历史“本真”与舆论“叙述”———国共易势之际陈布雷自杀事件再探
作者:刘长林、胡丞嗣 来源:史学月刊
自杀事件往往会被认定为纯粹的个人行为,很少与宏大叙事产生关联。然而,对于民国时期许多知识分子而言,自杀这种激烈行为却常与时代相勾连,成为自杀者回应社会现实的一种手段,当社会动荡之际,这一现象则尤为明显。有时,自杀行为本身既蕴含了对时局的悲观失望,也是自杀者借以警醒同僚乃至世人的手段。1948年国民党中政会秘书长、“总统府”国策顾问陈布雷的自杀即属此类。由于陈布雷生前为蒋介石重要幕僚,在国民党内具有不小影响力,加之此事恰值国民党政权崩溃之时,因而迅速在国统区激起喧嚣且广泛的社会讨论。
关于陈布雷之死,相关研究多聚焦于陈氏自杀原因,从儒家文化影响、晚年心态、精神衰弱等角度进行了深入分析与阐释。然而,已有研究似乎并未过多关注舆论视野中陈布雷由“病逝”到“自杀”的叙事转向,关于其背后的政治运作与来龙去脉更是未能察及。同时一些关键问题,如陈布雷最初为何会以“病逝”形象出现于舆论视野、国民党公布其自杀事实背后经历了怎样的博弈,亦未得到充分解释。有基于此,本文试图围绕陈布雷自杀事件,在呈现政治运作与新闻舆论之间互动和角力的同时,展现国共易势之际社会的纷繁面相,以期深层揭示陈布雷自杀原委。
1948年是解放战争中至为关键的一年,国共双方力量对比发生巨大变化。总体而言,该年国民党在经济、政治、军事、社会诸方面呈现出全面崩溃之势。11月11日,毛泽东对时局作出研判,认为“大约再以一年左右的时间”即可“从根本上打倒国民党”。13日,陈布雷即在寓所服安眠药自杀。当然,这一时间上的巧合本身并不能说明任何问题,但在国民党统治崩溃之时一位重要官员自杀身亡,却很难说与国共力量对比的逆转全然无关。
一般而言,由于自杀具有计划性和隐蔽性,自杀过程很少会有直接见证者,自杀事件的发生多以其被发现为肇端。陈布雷自杀后的现场重要目击者有两位,分别为陈的秘书蒋君章及侍从副官陶永标。结合两人陈述可知,当日清晨,蒋君章与陶永标先后来到陈公馆上班,8时左右未见陈布雷起床。9时左右,中央党部打来电话,催促陈布雷开会,但此时仍未见陈布雷起床,两人打算待陈起床后再告知陈此事。直至10时,他们考虑到“陈布雷即使睡得再晚,第二天早上最迟也是八点钟左右起身,从来没有见他醒得这么迟”,因而前往卧室一探究竟。后两人见情况似乎不对,遂破门而入,旋即发现陈布雷自杀事实及其所留遗书。见陈布雷自杀后,两人先是迅速叫来平时给陈看病的陈广煜医生,让其对陈注射强心剂进行抢救,同时通知陈氏家人以及宣传部副部长陶希圣、行政院秘书长李惟果、“总统府”第二局局长陈芷町等人。由于当时电话线路繁忙,要么无法接通,要么接通后很难找到人,因而他们在通知他人时只是慌乱地说:“布雷先生完了”,让对方迅速赶到,并未具陈现场情形,此亦符合常人突遇变故时不知所措的状态。

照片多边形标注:
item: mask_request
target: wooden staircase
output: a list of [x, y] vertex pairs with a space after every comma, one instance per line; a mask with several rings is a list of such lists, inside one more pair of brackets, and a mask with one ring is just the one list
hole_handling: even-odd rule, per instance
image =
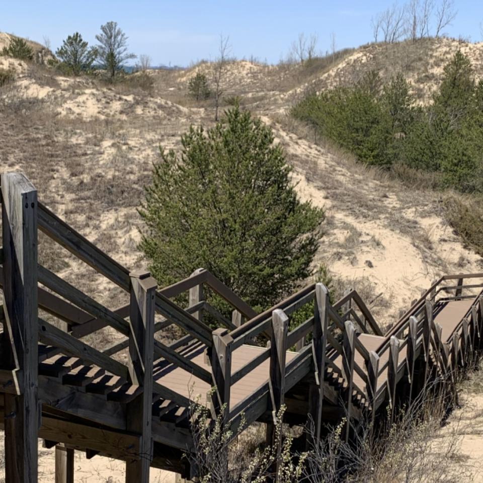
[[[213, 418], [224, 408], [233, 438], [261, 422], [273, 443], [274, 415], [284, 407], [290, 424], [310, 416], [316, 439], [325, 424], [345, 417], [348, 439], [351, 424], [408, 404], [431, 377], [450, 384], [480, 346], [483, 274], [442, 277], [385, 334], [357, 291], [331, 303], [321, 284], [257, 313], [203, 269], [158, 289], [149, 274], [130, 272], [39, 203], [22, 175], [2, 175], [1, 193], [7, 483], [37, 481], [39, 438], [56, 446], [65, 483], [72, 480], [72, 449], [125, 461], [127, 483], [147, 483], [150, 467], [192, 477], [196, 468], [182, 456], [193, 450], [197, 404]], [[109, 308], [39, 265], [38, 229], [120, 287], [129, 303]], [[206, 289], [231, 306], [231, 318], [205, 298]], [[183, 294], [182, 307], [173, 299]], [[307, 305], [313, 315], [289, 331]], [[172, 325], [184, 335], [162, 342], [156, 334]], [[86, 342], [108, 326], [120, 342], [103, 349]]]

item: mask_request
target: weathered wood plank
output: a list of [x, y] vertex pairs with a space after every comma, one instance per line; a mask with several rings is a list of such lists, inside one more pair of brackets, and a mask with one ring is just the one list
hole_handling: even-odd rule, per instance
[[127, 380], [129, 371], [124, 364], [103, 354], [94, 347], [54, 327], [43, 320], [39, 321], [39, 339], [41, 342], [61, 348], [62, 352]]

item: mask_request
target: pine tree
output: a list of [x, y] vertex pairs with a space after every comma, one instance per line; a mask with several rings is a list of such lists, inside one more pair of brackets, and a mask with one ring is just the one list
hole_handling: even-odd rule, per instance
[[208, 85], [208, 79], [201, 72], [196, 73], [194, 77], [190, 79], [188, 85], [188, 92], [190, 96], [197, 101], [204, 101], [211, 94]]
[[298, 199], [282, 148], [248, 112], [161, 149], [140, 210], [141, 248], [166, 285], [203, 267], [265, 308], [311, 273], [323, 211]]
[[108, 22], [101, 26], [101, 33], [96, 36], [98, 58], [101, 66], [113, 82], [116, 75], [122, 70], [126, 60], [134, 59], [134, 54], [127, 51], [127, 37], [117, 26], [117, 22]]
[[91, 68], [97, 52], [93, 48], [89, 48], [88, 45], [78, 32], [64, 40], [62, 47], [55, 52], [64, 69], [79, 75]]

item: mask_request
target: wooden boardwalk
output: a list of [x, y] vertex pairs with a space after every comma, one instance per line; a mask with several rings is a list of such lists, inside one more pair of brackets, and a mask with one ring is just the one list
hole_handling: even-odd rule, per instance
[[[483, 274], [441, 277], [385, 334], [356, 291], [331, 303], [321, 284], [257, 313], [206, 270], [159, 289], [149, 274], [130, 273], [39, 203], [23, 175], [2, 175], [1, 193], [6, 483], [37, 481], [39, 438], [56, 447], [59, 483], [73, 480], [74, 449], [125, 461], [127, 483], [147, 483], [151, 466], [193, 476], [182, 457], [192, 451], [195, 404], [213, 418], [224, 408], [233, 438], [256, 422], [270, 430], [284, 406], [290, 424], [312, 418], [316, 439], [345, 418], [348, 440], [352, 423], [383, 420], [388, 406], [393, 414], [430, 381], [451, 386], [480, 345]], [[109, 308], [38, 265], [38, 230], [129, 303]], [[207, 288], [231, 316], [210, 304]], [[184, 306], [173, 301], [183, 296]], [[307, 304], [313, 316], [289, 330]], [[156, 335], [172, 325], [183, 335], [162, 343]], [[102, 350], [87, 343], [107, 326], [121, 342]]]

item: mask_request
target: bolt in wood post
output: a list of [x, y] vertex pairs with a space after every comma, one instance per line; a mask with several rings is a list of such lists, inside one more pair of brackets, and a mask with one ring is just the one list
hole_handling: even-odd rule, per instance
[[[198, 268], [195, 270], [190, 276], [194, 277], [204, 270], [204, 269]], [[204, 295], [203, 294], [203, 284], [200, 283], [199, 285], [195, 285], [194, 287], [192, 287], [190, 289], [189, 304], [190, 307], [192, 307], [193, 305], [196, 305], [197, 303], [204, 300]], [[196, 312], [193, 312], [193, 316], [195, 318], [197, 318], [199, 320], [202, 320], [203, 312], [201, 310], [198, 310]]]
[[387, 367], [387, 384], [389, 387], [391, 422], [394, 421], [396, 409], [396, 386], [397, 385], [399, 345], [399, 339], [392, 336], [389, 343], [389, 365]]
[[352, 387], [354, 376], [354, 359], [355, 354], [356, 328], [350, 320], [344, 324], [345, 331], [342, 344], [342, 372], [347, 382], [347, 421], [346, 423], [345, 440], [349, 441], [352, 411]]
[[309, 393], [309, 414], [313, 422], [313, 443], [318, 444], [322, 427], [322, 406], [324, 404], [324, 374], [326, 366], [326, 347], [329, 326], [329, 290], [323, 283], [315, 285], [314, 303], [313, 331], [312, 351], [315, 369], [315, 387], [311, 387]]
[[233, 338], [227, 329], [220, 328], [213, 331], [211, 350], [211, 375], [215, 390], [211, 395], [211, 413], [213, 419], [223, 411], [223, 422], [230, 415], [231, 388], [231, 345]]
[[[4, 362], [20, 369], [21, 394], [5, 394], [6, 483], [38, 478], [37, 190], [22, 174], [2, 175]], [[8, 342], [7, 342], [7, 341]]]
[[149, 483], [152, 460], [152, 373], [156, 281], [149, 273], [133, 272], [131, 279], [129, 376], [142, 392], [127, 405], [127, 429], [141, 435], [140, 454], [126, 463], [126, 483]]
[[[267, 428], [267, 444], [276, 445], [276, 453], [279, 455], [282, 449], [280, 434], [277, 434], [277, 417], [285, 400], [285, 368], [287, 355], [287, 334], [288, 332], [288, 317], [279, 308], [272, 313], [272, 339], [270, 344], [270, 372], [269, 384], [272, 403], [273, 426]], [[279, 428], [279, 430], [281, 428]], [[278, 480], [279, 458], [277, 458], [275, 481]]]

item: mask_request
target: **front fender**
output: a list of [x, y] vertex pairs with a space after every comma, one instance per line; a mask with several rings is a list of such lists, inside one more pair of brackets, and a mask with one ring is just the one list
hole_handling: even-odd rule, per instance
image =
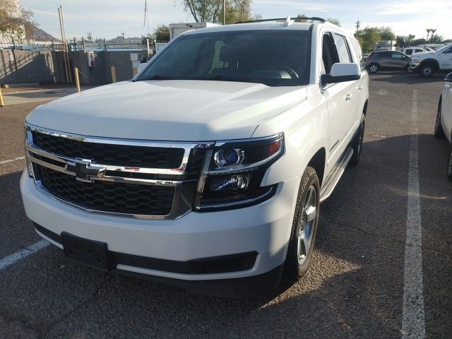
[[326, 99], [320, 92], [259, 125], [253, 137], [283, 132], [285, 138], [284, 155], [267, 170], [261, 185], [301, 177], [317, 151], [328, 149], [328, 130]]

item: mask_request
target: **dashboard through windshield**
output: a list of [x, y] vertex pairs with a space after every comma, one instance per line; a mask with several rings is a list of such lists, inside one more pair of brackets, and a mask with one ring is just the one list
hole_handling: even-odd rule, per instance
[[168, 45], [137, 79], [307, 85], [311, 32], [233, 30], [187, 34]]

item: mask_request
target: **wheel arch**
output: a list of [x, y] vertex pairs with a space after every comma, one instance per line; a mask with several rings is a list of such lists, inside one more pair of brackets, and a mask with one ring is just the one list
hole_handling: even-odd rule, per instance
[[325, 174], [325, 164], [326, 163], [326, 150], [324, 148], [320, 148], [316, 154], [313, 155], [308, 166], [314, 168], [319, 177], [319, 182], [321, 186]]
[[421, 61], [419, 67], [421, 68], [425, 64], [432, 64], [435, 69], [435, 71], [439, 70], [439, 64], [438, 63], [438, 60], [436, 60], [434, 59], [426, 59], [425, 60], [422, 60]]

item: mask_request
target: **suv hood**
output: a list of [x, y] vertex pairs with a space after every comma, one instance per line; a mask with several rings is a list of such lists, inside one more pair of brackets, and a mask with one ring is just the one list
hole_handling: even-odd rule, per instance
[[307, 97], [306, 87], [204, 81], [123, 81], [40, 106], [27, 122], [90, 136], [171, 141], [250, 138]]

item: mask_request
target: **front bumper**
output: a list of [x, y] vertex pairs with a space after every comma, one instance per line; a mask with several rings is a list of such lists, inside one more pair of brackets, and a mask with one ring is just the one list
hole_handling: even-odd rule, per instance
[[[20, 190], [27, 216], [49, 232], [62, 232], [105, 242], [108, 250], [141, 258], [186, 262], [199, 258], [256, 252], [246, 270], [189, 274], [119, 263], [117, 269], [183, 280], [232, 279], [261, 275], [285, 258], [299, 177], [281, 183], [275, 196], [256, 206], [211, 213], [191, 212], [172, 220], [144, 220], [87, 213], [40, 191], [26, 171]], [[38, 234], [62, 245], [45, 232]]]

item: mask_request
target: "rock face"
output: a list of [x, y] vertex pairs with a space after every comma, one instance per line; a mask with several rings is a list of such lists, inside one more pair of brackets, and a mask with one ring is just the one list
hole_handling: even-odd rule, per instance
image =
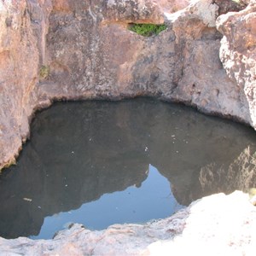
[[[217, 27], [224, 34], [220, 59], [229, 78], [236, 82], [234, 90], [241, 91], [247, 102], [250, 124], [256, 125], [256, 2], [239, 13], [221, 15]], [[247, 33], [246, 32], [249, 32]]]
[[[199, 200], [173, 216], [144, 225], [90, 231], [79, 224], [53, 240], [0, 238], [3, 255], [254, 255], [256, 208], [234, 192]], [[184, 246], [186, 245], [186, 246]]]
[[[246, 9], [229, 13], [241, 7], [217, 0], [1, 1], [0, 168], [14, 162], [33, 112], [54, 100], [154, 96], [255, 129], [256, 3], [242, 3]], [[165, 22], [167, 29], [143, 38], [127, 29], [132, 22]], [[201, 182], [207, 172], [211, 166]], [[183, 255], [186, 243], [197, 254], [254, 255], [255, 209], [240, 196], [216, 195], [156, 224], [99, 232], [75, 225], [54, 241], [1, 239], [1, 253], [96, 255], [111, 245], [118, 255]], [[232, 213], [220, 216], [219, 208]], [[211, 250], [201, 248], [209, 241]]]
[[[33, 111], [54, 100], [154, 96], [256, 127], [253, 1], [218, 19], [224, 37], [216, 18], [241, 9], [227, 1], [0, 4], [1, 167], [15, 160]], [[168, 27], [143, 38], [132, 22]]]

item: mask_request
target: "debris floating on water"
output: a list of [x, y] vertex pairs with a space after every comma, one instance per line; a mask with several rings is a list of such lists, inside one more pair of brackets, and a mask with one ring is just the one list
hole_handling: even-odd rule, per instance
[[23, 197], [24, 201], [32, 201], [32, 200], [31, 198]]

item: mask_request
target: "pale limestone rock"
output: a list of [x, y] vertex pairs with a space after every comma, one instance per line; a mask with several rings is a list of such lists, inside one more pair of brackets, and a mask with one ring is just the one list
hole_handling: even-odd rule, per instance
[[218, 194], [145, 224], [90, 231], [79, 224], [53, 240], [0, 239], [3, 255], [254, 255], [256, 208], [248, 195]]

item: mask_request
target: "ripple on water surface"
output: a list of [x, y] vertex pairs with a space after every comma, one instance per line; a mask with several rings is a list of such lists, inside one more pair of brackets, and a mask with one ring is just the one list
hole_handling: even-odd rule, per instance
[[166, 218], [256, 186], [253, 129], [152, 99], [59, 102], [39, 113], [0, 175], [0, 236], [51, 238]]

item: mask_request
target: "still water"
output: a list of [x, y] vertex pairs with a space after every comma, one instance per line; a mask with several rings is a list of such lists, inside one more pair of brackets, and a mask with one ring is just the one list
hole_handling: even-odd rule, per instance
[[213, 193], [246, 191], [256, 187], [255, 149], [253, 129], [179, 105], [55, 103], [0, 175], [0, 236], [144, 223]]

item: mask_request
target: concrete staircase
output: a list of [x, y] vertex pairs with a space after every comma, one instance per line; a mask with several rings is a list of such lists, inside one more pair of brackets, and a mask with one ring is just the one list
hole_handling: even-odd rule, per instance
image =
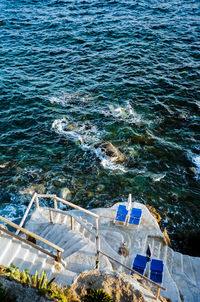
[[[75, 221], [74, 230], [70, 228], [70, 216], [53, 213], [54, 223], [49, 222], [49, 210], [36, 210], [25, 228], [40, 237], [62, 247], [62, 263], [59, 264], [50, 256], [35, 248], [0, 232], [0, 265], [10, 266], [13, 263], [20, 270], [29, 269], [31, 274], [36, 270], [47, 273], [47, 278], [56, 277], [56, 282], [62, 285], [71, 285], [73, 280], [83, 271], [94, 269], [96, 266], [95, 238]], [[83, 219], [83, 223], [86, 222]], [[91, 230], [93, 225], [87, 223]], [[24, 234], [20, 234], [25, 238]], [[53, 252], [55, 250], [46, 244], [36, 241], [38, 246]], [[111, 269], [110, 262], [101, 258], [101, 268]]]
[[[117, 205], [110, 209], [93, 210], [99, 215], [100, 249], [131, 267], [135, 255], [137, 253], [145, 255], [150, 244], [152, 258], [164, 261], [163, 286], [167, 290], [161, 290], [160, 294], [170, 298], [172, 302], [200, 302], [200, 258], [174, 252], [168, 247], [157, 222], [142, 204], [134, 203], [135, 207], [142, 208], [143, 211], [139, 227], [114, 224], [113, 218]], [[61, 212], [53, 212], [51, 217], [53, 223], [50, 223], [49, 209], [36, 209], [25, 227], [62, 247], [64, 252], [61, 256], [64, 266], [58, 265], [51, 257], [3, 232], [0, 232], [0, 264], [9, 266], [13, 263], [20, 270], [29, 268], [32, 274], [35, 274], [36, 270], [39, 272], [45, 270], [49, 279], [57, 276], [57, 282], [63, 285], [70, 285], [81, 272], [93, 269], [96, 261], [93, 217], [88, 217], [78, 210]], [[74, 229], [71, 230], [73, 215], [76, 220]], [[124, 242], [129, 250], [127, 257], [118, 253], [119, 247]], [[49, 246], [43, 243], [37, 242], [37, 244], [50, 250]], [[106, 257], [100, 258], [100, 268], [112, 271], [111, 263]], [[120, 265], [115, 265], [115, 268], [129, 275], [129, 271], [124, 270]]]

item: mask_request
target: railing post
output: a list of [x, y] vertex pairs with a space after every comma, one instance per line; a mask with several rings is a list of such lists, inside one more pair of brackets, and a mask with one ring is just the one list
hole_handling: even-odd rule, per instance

练习题组:
• 1. 根据陈布雷自杀事件一文,陈布雷自杀后现场的两位重要目击者是谁?
• 2. 请接着陈布雷自杀事件一文的最后一句往下续写。

各题答案:
• 1. 陈布雷的秘书蒋君章和侍从副官陶永标。

• 2.
他们之所以慌乱,也说明他们虽然知道陈布雷患有失眠症,但没想到他会自杀。陶永标在谈及陈布雷的身体状况时,即称“他的睡眠全靠安眠药维持”,但同时又坦言:“大家都仅仅为陈布雷的健康担心,没有料到他竟会自杀。”蒋君章后来再次纪念陈布雷时亦提到了其长期患有失眠症这一事实,他说:“先生每晚休息时间,总在午夜十二时以后,这是他的工作习惯,睡前必须服用安眠药片,翌晨起床必迟,这也是常事……翌日,适为国父诞辰,中央有集会,需先生参加,而久不见先生起床,犹以为多服一片后的通常情形,未以为异。”查陈布雷日记可知,蒋君章有关陈布雷睡眠习惯的描述与实际情况相差无几,就起床时间而言,11月份陈氏起来最早的一天是10日,恰好为8时,最晚一天是2日,为8时50分。陈布雷有时即便晚起也会因夜晚“朦胧多梦”而自觉“精神不佳”,白天嗜睡自是常事。身为陈布雷的秘书,蒋君章对陈的生活习惯自然了若指掌,但也正因如此,才会错失抢救陈布雷的最佳时机。对此,蒋君章于若干年后亦颇为自责地慨叹道:“迄今,我尚以过于熟悉先生的生活情形未能及早发现,致失去最后的救活机会为莫大的遗憾。”
蒋、陶两人的叙述之所以大致可信,不仅是因为他们的陈述能够互证,更是因为其所述情形能够得到时人日记的佐证。如陶希圣即于当天日记中记道:
上午十时半,陈修平兄正在寓谈时局,蒋君章电话请立即往湖南路,余即搭修平车往,过经济部,易车送往。至湖南路508门口,见陈熊两医官匆促进门,叔谅含泪,知不妙,急入上楼。见布雷先生仰卧,面色黄,口张不闭,陶副官查安眠药瓶,知其已吞150粒以上。医注射强心剂无反应,已于三小时前逝世矣。
由日记可见,陶在10时30分左右接到蒋君章电话,而蒋、陶发现陈布雷逝世的时间是10时左右,考虑到两人需要一定反应时间,且陶希圣不太可能是第一个接到电话者,故这半小时的时间差颇为正常。陶希圣起初并不知晓陈布雷已逝世,而只知陈公馆有急事需要其前往,当其发现“医官匆促进门”“叔谅含泪”时,才知事情不妙,这与陶、蒋两人描述打电话时的慌乱情形亦颇为吻合。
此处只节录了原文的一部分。